* **YOUR OBJECTIVE**:
Drop every picture, then transcribe the remaining data exactly.

* **SUPPLIED RECORDS**:
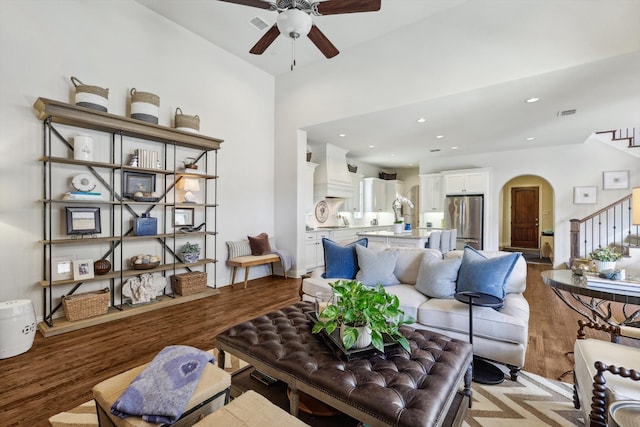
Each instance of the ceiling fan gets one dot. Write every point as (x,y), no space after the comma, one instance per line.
(294,20)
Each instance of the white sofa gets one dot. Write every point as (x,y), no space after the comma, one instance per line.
(500,335)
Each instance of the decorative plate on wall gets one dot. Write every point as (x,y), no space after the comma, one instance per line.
(322,211)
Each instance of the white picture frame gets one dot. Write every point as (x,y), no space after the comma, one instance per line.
(615,180)
(82,269)
(585,195)
(61,268)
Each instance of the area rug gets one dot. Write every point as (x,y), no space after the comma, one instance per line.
(531,401)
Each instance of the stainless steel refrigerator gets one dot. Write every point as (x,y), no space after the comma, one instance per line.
(465,214)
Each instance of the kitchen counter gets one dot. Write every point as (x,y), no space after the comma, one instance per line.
(416,238)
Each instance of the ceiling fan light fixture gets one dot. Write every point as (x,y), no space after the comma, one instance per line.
(294,23)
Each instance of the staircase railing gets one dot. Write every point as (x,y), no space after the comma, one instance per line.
(610,226)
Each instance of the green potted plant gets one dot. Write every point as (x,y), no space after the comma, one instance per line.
(605,258)
(190,252)
(358,310)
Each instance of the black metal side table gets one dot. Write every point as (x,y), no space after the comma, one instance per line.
(483,371)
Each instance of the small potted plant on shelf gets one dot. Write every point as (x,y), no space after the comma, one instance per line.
(363,315)
(190,252)
(605,258)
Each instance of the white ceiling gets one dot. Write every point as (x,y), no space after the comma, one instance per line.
(596,72)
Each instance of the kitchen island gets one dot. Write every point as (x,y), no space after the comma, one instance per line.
(416,238)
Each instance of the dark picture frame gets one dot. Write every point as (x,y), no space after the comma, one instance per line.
(183,217)
(138,181)
(83,220)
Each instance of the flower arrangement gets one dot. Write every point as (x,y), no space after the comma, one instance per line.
(358,305)
(606,254)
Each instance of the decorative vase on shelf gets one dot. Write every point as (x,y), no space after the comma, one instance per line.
(605,265)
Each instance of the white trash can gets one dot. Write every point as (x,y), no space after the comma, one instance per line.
(17,327)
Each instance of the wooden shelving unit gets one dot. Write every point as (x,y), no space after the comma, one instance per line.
(117,235)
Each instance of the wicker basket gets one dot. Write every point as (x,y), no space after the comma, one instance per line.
(85,305)
(189,283)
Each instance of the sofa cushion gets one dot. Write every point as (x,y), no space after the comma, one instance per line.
(408,263)
(437,278)
(498,325)
(341,261)
(376,267)
(487,275)
(517,281)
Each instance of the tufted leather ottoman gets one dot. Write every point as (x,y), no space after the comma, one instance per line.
(392,389)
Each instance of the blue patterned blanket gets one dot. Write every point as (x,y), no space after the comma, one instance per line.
(160,393)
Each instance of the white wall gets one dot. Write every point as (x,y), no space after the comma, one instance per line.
(120,45)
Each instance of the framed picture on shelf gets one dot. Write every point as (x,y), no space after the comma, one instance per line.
(138,181)
(613,180)
(61,268)
(83,269)
(183,217)
(584,195)
(83,221)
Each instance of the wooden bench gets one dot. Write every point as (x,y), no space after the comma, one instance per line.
(240,256)
(249,261)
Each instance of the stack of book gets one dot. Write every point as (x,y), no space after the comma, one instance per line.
(82,195)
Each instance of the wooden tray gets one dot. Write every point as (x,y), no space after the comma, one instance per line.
(333,340)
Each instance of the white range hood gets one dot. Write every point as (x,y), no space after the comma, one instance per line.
(331,178)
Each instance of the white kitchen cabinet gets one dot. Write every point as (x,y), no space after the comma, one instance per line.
(354,204)
(431,197)
(375,195)
(466,182)
(313,249)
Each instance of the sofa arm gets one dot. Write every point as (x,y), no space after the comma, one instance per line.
(599,406)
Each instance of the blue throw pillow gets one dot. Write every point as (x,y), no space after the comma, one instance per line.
(341,262)
(487,275)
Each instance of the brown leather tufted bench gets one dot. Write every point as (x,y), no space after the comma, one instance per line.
(393,389)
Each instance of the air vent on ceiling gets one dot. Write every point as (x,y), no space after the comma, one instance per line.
(258,23)
(566,113)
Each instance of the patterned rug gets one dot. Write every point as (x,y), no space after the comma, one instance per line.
(531,401)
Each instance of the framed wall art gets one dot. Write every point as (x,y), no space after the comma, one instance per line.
(83,269)
(138,181)
(183,217)
(613,180)
(82,221)
(584,195)
(61,268)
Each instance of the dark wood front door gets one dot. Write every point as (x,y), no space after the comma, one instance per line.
(524,217)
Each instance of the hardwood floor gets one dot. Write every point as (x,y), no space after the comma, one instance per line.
(58,372)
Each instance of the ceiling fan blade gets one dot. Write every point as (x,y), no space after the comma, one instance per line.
(253,3)
(322,42)
(265,41)
(334,7)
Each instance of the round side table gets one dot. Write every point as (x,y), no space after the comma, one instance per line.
(483,371)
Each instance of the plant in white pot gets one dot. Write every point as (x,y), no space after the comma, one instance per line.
(190,252)
(605,258)
(358,311)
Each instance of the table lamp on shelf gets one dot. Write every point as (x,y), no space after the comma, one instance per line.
(188,185)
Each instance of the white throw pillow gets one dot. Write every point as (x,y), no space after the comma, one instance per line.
(437,279)
(376,267)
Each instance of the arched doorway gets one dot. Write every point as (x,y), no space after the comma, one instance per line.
(527,212)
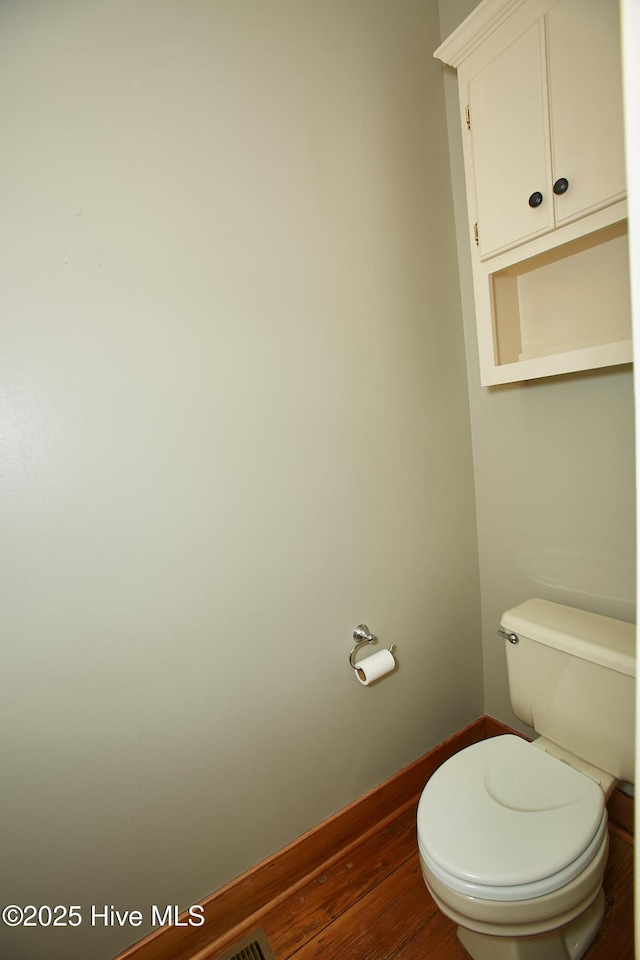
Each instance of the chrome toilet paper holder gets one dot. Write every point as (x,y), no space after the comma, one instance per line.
(361,635)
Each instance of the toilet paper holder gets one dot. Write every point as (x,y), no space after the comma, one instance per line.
(361,635)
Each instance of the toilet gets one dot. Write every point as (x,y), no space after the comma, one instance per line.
(512,834)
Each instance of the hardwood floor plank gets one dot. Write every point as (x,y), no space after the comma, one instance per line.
(313,907)
(615,939)
(378,925)
(436,939)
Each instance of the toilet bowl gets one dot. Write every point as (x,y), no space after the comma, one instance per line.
(513,845)
(512,835)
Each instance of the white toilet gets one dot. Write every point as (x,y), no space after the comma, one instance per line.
(513,835)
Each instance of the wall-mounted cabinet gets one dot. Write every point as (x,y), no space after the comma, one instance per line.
(541,114)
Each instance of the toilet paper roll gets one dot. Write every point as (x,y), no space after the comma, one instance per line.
(376,666)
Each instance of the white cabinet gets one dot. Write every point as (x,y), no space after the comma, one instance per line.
(541,112)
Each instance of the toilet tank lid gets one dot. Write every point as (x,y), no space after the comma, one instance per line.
(589,636)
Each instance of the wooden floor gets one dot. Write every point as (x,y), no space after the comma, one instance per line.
(372,904)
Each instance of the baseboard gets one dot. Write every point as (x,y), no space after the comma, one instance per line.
(238,905)
(235,904)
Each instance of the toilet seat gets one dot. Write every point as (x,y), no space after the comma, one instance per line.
(503,820)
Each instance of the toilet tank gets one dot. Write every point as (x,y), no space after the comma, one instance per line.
(572,678)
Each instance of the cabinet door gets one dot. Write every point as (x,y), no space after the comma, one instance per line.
(510,143)
(586,105)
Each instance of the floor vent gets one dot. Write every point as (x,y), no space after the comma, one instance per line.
(253,947)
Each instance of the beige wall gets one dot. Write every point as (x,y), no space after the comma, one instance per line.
(236,425)
(554,470)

* **CORRECT RESPONSE**:
Each instance of the ceiling fan gets one dot. Write every point as (x,y), no space after the comma, one instance per line.
(294,20)
Each instance of the white sofa gets one dot. Write every point as (x,y), no space after the comma, one instance per line.
(500,335)
Each instance of the decorative plate on wall gets one dot. Write every point as (x,y), no space after the comma, one instance per line.
(322,211)
Each instance of the white picture frame gets one dot. Write every point as (x,y), no space after the comma, one instance per line.
(615,180)
(82,269)
(585,195)
(61,268)
Each instance of the area rug gets one dot. Write every point as (x,y), no space after the comma, one instance per line.
(531,401)
Each instance of the stainless steel refrigerator gets one dot. Write every point as (x,y), no space after the comma, one instance per line.
(465,214)
Each instance of the kitchen counter gets one dot. Write every point as (x,y), no space after the comma, one instance per line.
(416,238)
Each instance of the ceiling fan light fixture gets one dot. Write every point as (x,y), no space after the comma, one instance per line.
(294,23)
Each instance of the staircase railing gets one dot. Write every point as (x,y), no space after the comma, one instance per line.
(610,226)
Each instance of the green potted plant gets one dot. Write every point as (x,y), no space after the comma, one instance per line.
(605,258)
(190,252)
(358,310)
Each instance of the black metal side table gets one dot. Write every point as (x,y), no space after the comma, one instance per line.
(483,371)
Each instance of the small potted plant on shelf gets one dot. Write every point as (x,y), no space after the comma, one instance per line.
(363,315)
(190,252)
(605,258)
Each instance of the white ceiling gets one dot. Write every point as (x,y), no space after the comma, one instance per line.
(596,72)
Each instance of the kitchen island gets one dot. Write every point as (x,y), no space after the comma, one instance per line.
(416,238)
Each instance of the dark picture frame gets one dot. Write every point as (x,y), no space after the comma, one instance per line.
(183,217)
(138,181)
(83,220)
Each instance of the flower arrangement gets one dot. Write every point as (x,y), no space after the comma, one instance per line.
(358,305)
(606,254)
Each instance of the decorative vase on shelf gets one dot. Write every point as (x,y), no space after the comma, one instance per line.
(605,265)
Each instance of the white trash can gets one dot. Write every point as (x,y), no space after the comma, one instance per line.
(17,327)
Each instance of the wooden shelving unit gets one dot. Write every point as (x,y), no space after the comma, one instance per line.
(117,235)
Each instance of the wicker basket gets one dot. Write every point as (x,y), no space after the comma, one instance per line.
(85,305)
(189,283)
Each instance of the sofa cushion gets one dot. Write every point as (x,y), no space after the comma, one instance per line.
(408,263)
(437,278)
(498,325)
(341,261)
(376,267)
(487,275)
(517,281)
Each instance of the tufted leather ottoman gets one dot. Write every point as (x,y), no space after the comma, one instance per line.
(392,389)
Each instance of the blue patterned blanket gets one dot. Write every point as (x,y), no space after the comma, one instance per line.
(160,393)
Each instance of the white wall gets one dot. Write every point as (x,y), no space after the comma, one instance per line.
(120,45)
Each instance of the framed picture on shelf gets one dot. Write every point as (x,y), no space after the comma, one instance per line.
(138,181)
(613,180)
(61,268)
(83,269)
(183,217)
(584,195)
(83,221)
Each instance of the wooden bench gets one dot. Write every point as (x,y), no space after the comma, one instance per line.
(240,256)
(249,261)
Each instance of the stack of book gets one dot. Write every point as (x,y), no space after the comma, one instance per line.
(82,195)
Each instance of the wooden tray gets one dot. Write every point as (x,y), no space after the comma, one instance per line.
(333,340)
Each instance of the white range hood gets one dot. Write every point as (x,y), no space after the comma, one instance per line.
(331,178)
Each instance of the white kitchen cabinet gets one dot. Write every point as (x,y), no space after the comma, one instance per line.
(354,204)
(431,197)
(375,195)
(466,182)
(313,249)
Each instance of the sofa arm gets one dot. Write every point as (x,y), no space after the comma, one instance per line.
(599,406)
Each instance of the blue throw pillow gets one dot. Write every point as (x,y), no space after the comma, one instance per line.
(341,262)
(487,275)
Each instance of the brown leather tufted bench gets one dot. Write every point as (x,y), no space after the comma, one instance per line.
(393,389)
Each instance of the air vent on ceiling gets one dot. Write every point as (x,y), no space after the comma, one instance per line.
(258,23)
(566,113)
Each instance of the patterned rug gets one dot. Write every point as (x,y), no space after the comma, one instance per line.
(531,401)
Each instance of the framed wall art gets one dot. Write every point as (x,y), no space after the comma, one instance per line.
(83,269)
(138,181)
(183,217)
(613,180)
(82,221)
(584,195)
(61,268)
Each instance of the dark wood front door gets one dot. Write every point as (x,y), no space after the comma, one instance per line.
(524,217)
Each instance of the hardwood floor gets one dot. Write every point as (x,y), no space after the comma, one instance per line.
(58,372)
Each instance of the ceiling fan blade gets one dot. Write every point as (x,y), no space after the comma, one instance per line.
(253,3)
(322,42)
(265,41)
(334,7)
Each instance of the round side table gets one dot. Write every point as (x,y), no space after the comma, one instance per line.
(483,371)
Each instance of the plant in white pot gets one dot. Write every point as (x,y), no space after the comma, one instance per line.
(190,252)
(605,258)
(358,311)
Each instance of the table lamp on shelf gets one dot. Write every point as (x,y), no space after the comma, one instance per line.
(188,185)
Each instance of the white throw pillow gets one dot. Write every point as (x,y), no space after the comma, one instance per line.
(437,279)
(376,267)
Each instance of the arched doorway gets one dot. Write every point as (x,y), no space after the comma, one instance per line.
(527,212)
Each instance of the chrome toilet paper holder gets one dot. Write every point as (x,y), no space after the comma, one instance per line.
(361,635)
Each instance of the toilet paper holder gets one dot. Write every point as (x,y), no space after the comma, one instance per line.
(361,635)
Each instance of the toilet gets one dot. Write every point as (x,y), no space after the comma, one instance per line.
(512,834)
Each instance of the hardwood floor plank gets one dot. Write every point as (x,y), no space after the comma, one instance per line.
(313,907)
(615,939)
(378,925)
(436,939)
Each instance of the toilet bowl gets one dot. Write every point as (x,y), no space after the comma, one instance per line.
(513,845)
(512,835)
Each instance of the white toilet gets one dot. Write every point as (x,y), no space after the comma, one instance per line.
(513,835)
Each instance of the wall-mounted cabinet gets one dot. Write every point as (x,y), no space after the comma, one instance per line.
(541,114)
Each instance of the toilet paper roll gets one dot. Write every point as (x,y), no space after the comma, one instance per line.
(376,666)
Each instance of the white cabinet gets one dot. Write every point as (x,y), no space after the comma, one instance per line.
(541,112)
Each instance of the toilet tank lid gets one dot. Write every point as (x,y), no space after the comma, one instance per line.
(589,636)
Each instance of the wooden floor gets one dot. Write every point as (x,y), no space after the comma, one instance per line.
(372,904)
Each instance of the baseboard gets one dot. Write every point as (x,y), no space after the comma, one instance per line.
(238,905)
(235,904)
Each instance of the toilet seat gets one dot. Write every point as (x,y), no space after the comma, one instance per line.
(503,820)
Each instance of the toilet tank gets one dot. Write every point as (x,y), no space after the comma, one instance per line.
(572,678)
Each instance of the cabinet door gets one dot. Write every point as (x,y), no space after the comma, one instance per line.
(510,143)
(586,105)
Each instance of the floor vent gets one dot. Write every point as (x,y), no space after the comma, one instance per line.
(253,947)
Each instance of the beige wall gets one dot. Write every point as (x,y), no space after the comma, one instance per line.
(236,425)
(554,470)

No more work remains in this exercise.